AVAILABLE DATA =>
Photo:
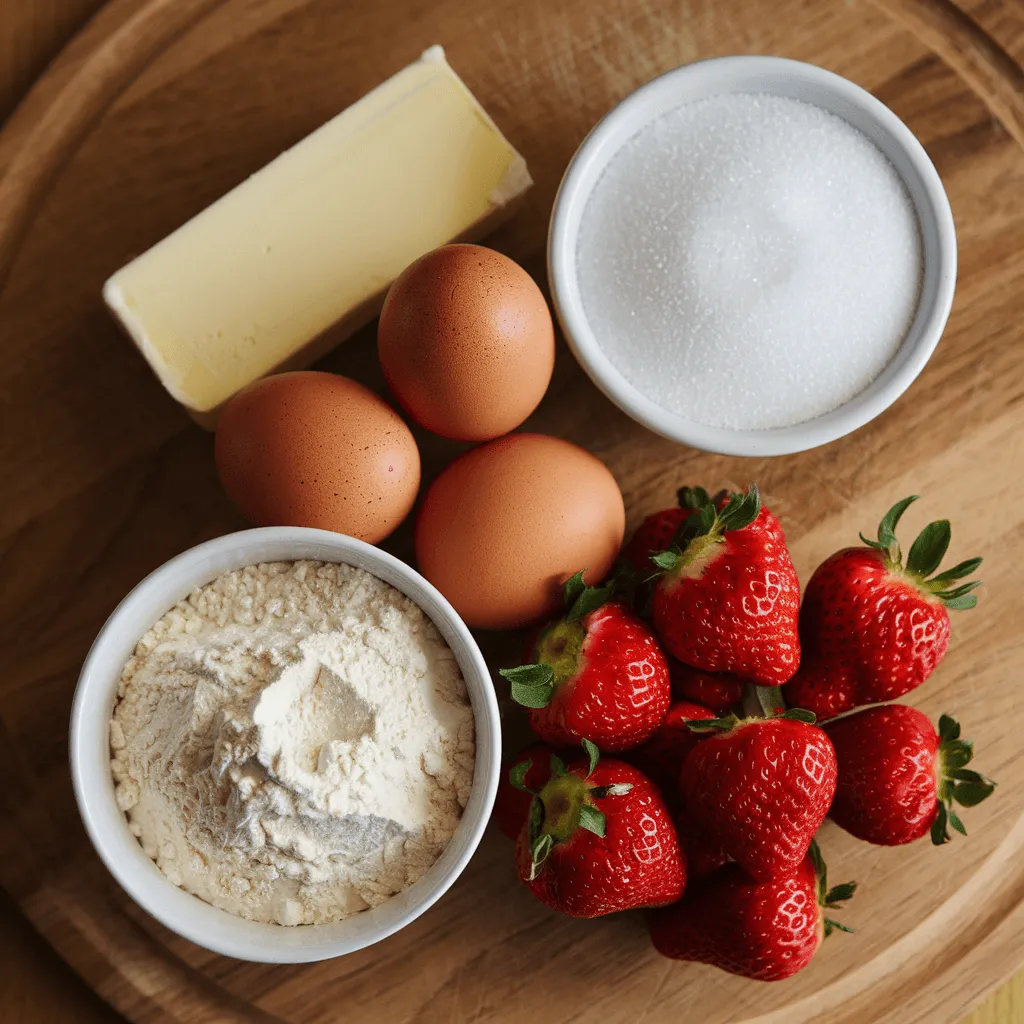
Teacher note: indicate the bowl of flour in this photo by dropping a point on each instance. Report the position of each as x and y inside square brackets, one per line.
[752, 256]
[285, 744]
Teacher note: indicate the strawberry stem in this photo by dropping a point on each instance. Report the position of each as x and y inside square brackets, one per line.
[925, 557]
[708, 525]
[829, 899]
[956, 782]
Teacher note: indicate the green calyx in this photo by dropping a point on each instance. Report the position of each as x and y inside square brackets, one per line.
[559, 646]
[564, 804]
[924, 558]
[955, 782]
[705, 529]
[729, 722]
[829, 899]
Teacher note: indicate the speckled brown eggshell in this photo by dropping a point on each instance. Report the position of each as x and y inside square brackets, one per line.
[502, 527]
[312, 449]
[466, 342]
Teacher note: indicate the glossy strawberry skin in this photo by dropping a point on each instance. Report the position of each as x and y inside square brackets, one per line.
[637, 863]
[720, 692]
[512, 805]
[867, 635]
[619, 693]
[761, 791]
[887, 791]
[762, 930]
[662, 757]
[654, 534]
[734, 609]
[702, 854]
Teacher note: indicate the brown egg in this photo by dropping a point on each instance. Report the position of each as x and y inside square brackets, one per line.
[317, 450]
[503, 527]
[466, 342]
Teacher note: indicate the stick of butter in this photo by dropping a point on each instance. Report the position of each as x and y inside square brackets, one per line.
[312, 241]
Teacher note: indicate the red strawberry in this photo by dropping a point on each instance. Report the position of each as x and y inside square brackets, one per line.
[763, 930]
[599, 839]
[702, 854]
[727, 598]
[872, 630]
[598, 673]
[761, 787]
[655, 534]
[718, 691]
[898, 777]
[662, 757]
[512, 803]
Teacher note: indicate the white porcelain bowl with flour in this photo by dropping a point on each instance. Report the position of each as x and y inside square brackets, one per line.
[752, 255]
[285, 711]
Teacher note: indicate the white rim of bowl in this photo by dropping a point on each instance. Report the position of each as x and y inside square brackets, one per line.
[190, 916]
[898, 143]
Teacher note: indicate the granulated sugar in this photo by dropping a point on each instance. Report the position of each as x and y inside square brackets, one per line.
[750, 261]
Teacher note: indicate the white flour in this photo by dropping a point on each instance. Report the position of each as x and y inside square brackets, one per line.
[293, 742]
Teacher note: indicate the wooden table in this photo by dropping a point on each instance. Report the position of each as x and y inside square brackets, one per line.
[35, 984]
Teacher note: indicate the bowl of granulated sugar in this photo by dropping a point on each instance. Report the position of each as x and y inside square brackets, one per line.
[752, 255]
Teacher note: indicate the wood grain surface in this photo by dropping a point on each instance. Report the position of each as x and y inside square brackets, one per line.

EXERCISE => Please transcribe exactly the line containing "Teacher note: indicate the wooden" and every line after it to the end of the data, and no other lines.

RESPONSE =>
Teacher note: indicate the wooden table in this photo by dropping a point on each instance. Report the position of each as x and y inside square brackets, one per line.
[35, 984]
Teacher note: indicate the bowl of granulated sugar in this photo by dropping a point on each instance. Report the position of each as x and y inside square brackets, one per line.
[752, 255]
Teacher note: indicate the wood grain surface in this photo by dropping a point on each instance. Report the position of each as x and y inside square brackets, one per line.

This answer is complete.